• DOCUMENT SECTION:
▶

The series of transaction log records in the blockchain constitutes an immutable audit log from which the database can be fully or partially reconstructed for auditing purposes. Such an audit log can be used to achieve non-equivocation, an integrity property which implies the database cannot disguise transactions that it has previously executed and committed to the audit log even if the database has been entirely or partially compromised. With the present technology, non-equivocation and robust auditability can be achieved with minimal modifications to an existing DBMS without any significant impact on its native performance.
To assist understanding of the present disclosure and to show how embodiments may be put into effect, reference is made by way of example to the accompanying schematic drawings in which:
In the described examples, a database is extended with a tamper proof audit log stored in a blockchain. As noted, such an audit log can be used to achieve non-equivocation, an integrity property which implies that a database cannot disguise transactions that it has previously executed and committed to the audit log even if the entire database has been compromised. The audit log is formed of a series of transaction log records corresponding to a series of database transactions executed on the database. Each transaction log record contains sufficient details of the corresponding database transaction such that the database is fully recoverable from the series of transaction log records. This allows a replica of the database to be fully or partially reconstructed from the transaction log records as appropriate for the purposes of auditing, for example to detect tampering with the original database. In some cases, the blockchain containing the log of database transactions may be the only representation of the database and the state required to execute each transaction may be reconstructed from the blockchain only when it is needed to execute a transaction.
In the described examples, the database is a relational database and a relational database management system (RDBMS) is provided with an interface to an independent blockchain network that operates to maintain and secure the blockchain.

◀

• DATA SEGMENT:

▶

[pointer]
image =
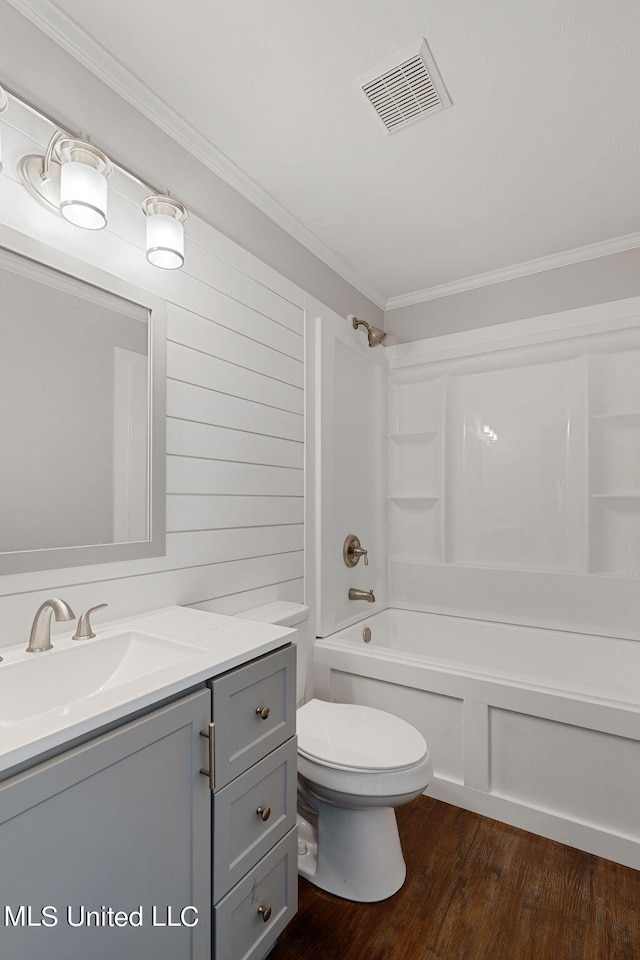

◀

• WRITTEN TASKS:
1. Answer these questions using the passage on blockchain audit logs for databases.
(a) What integrity property can the audit log be used to achieve?
(b) What is the audit log formed of?
(c) In the described examples, what type of database is used?
2. Resume the passage on blockchain audit logs for databases, starting right after its final sentence.

• ANSWERS PROVIDED:
1.
(a) Non-equivocation.
(b) A series of transaction log records that correspond to a series of database transactions executed on the database.
(c) A relational database.

2.
A relational or other database management system (DBMS) refers to a computer program or set of computer programs for creating and managing databases. The DBMS is executed on one or more processors (such as CPUs, GPUs, accelerators etc.) of a database system. A DBMS allows users and applications to interact with a database managed by the DBMS to perform operations such as data creation, manipulation, querying and control, as well as database administration.
An SQL front-end is also provided for receiving transaction execution messages from clients. Database transactions are executed according to commands received in transaction execution messages at the SQL front-end. The commands are text-based commands in the form of SQL statements and the transaction execution messages may be referred to in this context as SQL queries. The term SQL text may be used herein to refer to one or more SQL statements comprised in a transaction execution message generated by client and submitted to the RDBMS for processing.
For various reasons a database transaction might be aborted or fail. In some cases, aborted/failed transactions are also recorded in the blockchain.
The RDBMS manages the database and comprises at least one transaction processing engine for executing database transactions on the database. In the examples described below, a plurality of transaction processing engines, such as SQL engines, are provided in a distributed processing arrangement. These may be distributed backcross two or more computer systems operated by different enterprises or other mutually untrusted entities. The transaction processing engines operate in conjunction to provide a single (logical) database server accessed via the SQL front-end. The transaction processing engines may be referred to as server instances in that context.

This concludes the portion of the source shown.